[begin Dataset excerpts]

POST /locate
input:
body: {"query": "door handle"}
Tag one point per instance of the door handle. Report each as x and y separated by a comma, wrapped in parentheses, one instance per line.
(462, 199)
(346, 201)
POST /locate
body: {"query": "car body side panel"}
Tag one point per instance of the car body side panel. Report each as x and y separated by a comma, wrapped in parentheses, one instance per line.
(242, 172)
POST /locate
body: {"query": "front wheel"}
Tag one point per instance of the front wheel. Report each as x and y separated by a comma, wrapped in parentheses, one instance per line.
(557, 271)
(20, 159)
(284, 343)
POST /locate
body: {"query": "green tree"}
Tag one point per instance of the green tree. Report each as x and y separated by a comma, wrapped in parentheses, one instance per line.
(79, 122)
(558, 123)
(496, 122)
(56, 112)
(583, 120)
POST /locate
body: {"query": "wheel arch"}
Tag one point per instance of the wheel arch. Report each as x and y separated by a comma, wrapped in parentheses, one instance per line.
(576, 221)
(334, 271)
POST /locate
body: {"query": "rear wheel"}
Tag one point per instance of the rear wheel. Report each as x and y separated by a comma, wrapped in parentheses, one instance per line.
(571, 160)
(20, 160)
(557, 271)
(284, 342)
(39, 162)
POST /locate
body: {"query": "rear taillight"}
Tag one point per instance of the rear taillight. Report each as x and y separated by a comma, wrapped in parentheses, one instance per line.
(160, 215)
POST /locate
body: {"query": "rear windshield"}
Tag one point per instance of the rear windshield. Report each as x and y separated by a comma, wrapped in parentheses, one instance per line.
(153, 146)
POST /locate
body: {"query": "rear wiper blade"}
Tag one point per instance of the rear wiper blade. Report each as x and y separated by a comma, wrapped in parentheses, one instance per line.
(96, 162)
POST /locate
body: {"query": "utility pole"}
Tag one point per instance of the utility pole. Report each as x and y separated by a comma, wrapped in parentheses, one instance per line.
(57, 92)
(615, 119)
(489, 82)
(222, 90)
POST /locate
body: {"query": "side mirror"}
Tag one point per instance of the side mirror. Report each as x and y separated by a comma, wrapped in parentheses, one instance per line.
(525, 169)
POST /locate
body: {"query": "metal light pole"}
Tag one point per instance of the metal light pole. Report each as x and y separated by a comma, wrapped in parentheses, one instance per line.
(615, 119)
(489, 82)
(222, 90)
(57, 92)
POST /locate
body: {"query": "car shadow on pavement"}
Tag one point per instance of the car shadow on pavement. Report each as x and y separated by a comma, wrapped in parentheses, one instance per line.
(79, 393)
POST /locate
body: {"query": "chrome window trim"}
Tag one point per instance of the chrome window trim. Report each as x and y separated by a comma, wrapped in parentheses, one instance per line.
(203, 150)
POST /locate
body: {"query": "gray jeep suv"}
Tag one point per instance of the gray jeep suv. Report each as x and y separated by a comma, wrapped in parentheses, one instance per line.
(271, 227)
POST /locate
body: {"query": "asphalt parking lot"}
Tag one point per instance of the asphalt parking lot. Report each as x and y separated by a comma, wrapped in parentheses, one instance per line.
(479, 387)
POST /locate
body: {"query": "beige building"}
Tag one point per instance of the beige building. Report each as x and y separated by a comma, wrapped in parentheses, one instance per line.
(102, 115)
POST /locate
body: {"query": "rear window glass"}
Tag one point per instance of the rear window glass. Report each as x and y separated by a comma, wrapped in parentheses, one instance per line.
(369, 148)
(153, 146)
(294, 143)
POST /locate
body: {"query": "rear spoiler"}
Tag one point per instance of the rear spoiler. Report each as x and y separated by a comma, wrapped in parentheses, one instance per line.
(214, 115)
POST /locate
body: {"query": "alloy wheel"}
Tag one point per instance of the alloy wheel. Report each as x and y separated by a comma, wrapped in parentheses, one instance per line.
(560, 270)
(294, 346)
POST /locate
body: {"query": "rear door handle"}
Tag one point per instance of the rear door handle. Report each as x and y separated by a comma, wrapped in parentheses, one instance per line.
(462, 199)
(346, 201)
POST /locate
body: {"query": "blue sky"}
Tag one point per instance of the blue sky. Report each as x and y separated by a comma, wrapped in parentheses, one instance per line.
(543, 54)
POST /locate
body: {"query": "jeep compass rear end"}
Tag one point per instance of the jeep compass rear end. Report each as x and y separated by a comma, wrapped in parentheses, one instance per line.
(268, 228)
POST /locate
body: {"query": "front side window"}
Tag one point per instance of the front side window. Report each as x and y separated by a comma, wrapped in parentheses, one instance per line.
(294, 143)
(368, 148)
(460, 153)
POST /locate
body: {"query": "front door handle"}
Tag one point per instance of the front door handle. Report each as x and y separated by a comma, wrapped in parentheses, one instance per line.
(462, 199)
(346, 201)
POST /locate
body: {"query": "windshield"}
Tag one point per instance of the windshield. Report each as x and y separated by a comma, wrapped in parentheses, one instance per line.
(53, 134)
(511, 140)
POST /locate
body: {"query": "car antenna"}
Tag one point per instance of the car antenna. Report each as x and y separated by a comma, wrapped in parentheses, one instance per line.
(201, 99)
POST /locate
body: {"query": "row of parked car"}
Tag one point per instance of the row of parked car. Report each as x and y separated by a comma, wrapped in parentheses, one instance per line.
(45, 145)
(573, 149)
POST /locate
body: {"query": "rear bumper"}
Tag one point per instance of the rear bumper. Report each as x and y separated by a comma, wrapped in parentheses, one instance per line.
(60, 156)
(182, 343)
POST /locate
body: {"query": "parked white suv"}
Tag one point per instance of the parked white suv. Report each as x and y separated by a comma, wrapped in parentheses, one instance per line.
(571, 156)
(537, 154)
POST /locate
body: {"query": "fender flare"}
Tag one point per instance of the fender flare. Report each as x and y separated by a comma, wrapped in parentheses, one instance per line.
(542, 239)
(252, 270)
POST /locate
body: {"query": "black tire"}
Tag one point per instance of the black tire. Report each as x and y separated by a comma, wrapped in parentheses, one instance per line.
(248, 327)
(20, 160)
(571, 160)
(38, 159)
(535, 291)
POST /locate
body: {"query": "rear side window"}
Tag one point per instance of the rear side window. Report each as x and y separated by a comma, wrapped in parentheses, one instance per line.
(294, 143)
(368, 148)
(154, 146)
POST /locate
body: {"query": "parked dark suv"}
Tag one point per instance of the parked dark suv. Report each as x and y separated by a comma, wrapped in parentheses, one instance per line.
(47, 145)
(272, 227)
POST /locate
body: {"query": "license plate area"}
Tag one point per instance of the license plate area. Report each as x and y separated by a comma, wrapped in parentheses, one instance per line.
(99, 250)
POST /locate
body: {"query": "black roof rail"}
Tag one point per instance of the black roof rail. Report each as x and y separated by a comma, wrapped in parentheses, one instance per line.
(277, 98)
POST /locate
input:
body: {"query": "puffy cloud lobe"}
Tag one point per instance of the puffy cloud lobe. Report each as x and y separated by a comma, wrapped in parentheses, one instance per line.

[end Dataset excerpts]

■ Problem to solve: Repeat every entry exactly, please.

■ Right answer:
POST /locate
input:
body: {"query": "door handle"}
Tag one point per instance of the door handle. Report each as x and y separated by a comma, wrapped in parentheses, one instance per line.
(462, 199)
(346, 201)
POST /locate
body: {"query": "car body side panel"}
Tag one point per instance of the car body side panel. Report each as x and y separated by a comma, wrapped in parentheses, one instance per line.
(242, 172)
POST /locate
body: {"query": "front wheel"}
Tag one point per instance of the front wheel. Report each as x and y separated by a comma, wrapped in parentheses, one instance per line.
(557, 271)
(20, 159)
(284, 343)
POST /locate
body: {"query": "green tree"}
Tag one point per instance of the green tree. Report each as x and y separated by a comma, wrapped in parentheses, one instance per line.
(79, 122)
(558, 123)
(496, 122)
(56, 112)
(583, 120)
POST /locate
body: {"query": "wheel arch"}
Tag one point per instance of the wheel arch. Report each as x and y separated by a comma, wrapped in parentheses, one instance per line.
(576, 221)
(334, 271)
POST /locate
body: {"query": "rear wheel"}
Tag one point per instance of the rear wheel. Report each as x and y separated by a comma, wrapped in parentheses, one instance per line.
(571, 160)
(20, 160)
(557, 271)
(284, 342)
(39, 162)
POST /locate
body: {"query": "rear taillight"}
Tag one point per instance of the rear taillight. Report each as x and y separated by a comma, wrapped in parentheses, one instance per line.
(160, 215)
POST /locate
body: {"query": "rear windshield"}
Tag one point per instance of the rear windshield. Report each as x and y separated by a comma, wrapped in parentheses, one instance per line.
(153, 146)
POST /locate
body: {"query": "rear wiper blade"}
Tag one point per instance of the rear wiper blade. Report each as x and y separated by a comma, wrapped in parentheses, one instance per line.
(96, 162)
POST /locate
body: {"query": "utility pole"}
Tag one point per instance of the utility pole. Report each as x and y separated by a comma, wrapped in parentheses, one instance per line.
(57, 92)
(615, 119)
(489, 82)
(222, 90)
POST /locate
body: {"query": "side mirror"}
Tag one point per instance of the side mirror. Report each as x and y separated by a comma, wrapped in parentheses, one instance per line.
(525, 169)
POST /locate
body: {"query": "metal light pole"}
Tag one point per instance of the metal light pole. Report each as x and y separated by a comma, wrapped in parentheses, one instance per line.
(615, 119)
(489, 82)
(222, 90)
(57, 92)
POST /locate
body: {"query": "car shadow on pavement"}
Tag one point per instance of the car shadow on pavement. Report each as x and y separated by a comma, wrapped in parentheses, one instance per line.
(79, 393)
POST /locate
body: {"query": "chrome window trim"}
Tag one point per instance of the chrome window trim. Report each as x and y separated by a comma, wrapped in parentheses, one instance per line.
(203, 150)
POST /locate
body: {"query": "gray jeep suv"}
Tag one point per instance of the gray jeep suv. Report each as x and y separated by a comma, wrapped in parentheses, one instance per line.
(271, 227)
POST /locate
body: {"query": "asphalt parking lot"}
Tag one point per instance of the asphalt parking lot. Report each as x and y separated by a comma, wrapped in parentheses, one instance per line.
(479, 387)
POST /locate
body: {"query": "beige building"}
Tag one point per instance of the beige building. Report each as x and y separated by a comma, wrapped in parentheses, one instance per line.
(102, 115)
POST /locate
body: {"query": "rear window glass"}
Tag one point per instance of the rear window glass. Report each as x and y separated by a comma, wrapped in parentheses, one instance per line.
(369, 148)
(153, 146)
(294, 143)
POST /locate
body: {"query": "rear spoiler"}
Tag one point per instance of the rear spoiler. Report each as x and y separated by a comma, wrapped in parentheses, one instance per line.
(214, 115)
POST /locate
body: {"query": "alloy wheel"}
Tag one point per instance of the alloy wheel. Report each as x and y separated by a comma, wrapped in parentheses, one instance per line.
(560, 270)
(294, 346)
POST /locate
body: {"query": "rear door handle"}
Tag one point per instance of the rear door handle. Report each as x and y separated by a comma, wrapped in parentheses, one instance per line.
(462, 199)
(346, 201)
POST /locate
body: {"query": "blue sky"}
Tag one point per instance of the blue sky. Report each as x and y separated by a comma, wrapped in parentheses, one instance per line.
(543, 54)
POST /locate
body: {"query": "jeep compass rear end"}
Tag one point per instance of the jeep compass rear end. Report each as x and y separated by a comma, wrapped in parentheses, one instance per line.
(268, 228)
POST /locate
body: {"query": "front side window"}
Tag one point per instance of the front side window. Report each as x and y separated by a comma, wrapped in parentheses, one instance per line.
(294, 143)
(368, 148)
(460, 153)
POST /locate
body: {"query": "front door handle"}
Tag one point per instance of the front door handle. Report each as x and y separated by a comma, wrapped in parentheses, one instance per line.
(462, 199)
(346, 201)
POST /locate
body: {"query": "windshield"}
Tag one point per instance of the windshield. Report each as x and y separated by a comma, wrapped in parentheses, one instance per line.
(53, 134)
(511, 140)
POST /locate
body: {"query": "car antenna"}
Tag one point per instance of the car antenna. Report each as x and y separated by a comma, wrapped in parentheses, one instance per line.
(201, 99)
POST /locate
body: {"query": "row of parked car"}
Tag one point per instance of the row of parked car. Report each as x and y separated by a comma, wrapped in parentheses, one instance per line.
(45, 145)
(573, 149)
POST /locate
body: {"query": "rear bumper"}
Tag one point per instance of the rear bumper. Report each as x and y separated by a comma, wrapped in parentheses, one instance per line.
(60, 156)
(182, 343)
POST /locate
body: {"query": "parked white suv"}
Tag one point per instance of the parked white suv. Report each as x and y separated by a comma, wrapped in parentheses, one instance per line.
(571, 156)
(537, 154)
POST /locate
body: {"query": "fender flare"}
Tag one point per instance of the fender flare. Report each as x and y separated by a comma, wrapped in parentheses, one instance per line.
(542, 239)
(252, 270)
POST /locate
body: {"query": "black tire"}
Tag one point per instance of the black tire. Report each as x and y separated by a comma, wrapped in parentheses, one instance per line.
(248, 327)
(20, 160)
(571, 160)
(38, 159)
(535, 291)
POST /locate
body: {"query": "rear side window"}
Tag one point per instance of the rear side window. Report each as x and y separated by a comma, wrapped in parentheses, one instance per line.
(294, 143)
(368, 148)
(154, 146)
POST /locate
body: {"query": "parked dark suv"}
Tag one point per instance of the parked dark suv. Report each as x and y separated by a comma, wrapped in parentheses, one instance per line.
(47, 145)
(272, 227)
POST /locate
body: {"query": "license plate area"}
Tag one point per instance of the license plate area. Report each as x and y separated by a comma, wrapped in parentheses, one instance per line.
(99, 250)
POST /locate
body: {"query": "black roof rail"}
Tag one point per instance of the black roof rail. Report each as x and y separated by a comma, wrapped in parentheses, one instance per line.
(277, 98)
POST /locate
input:
body: {"query": "puffy cloud lobe"}
Tag one point per instance of the puffy cloud lobe. Report each as x and y separated by a comma, wrapped in parentheses, one instance per line.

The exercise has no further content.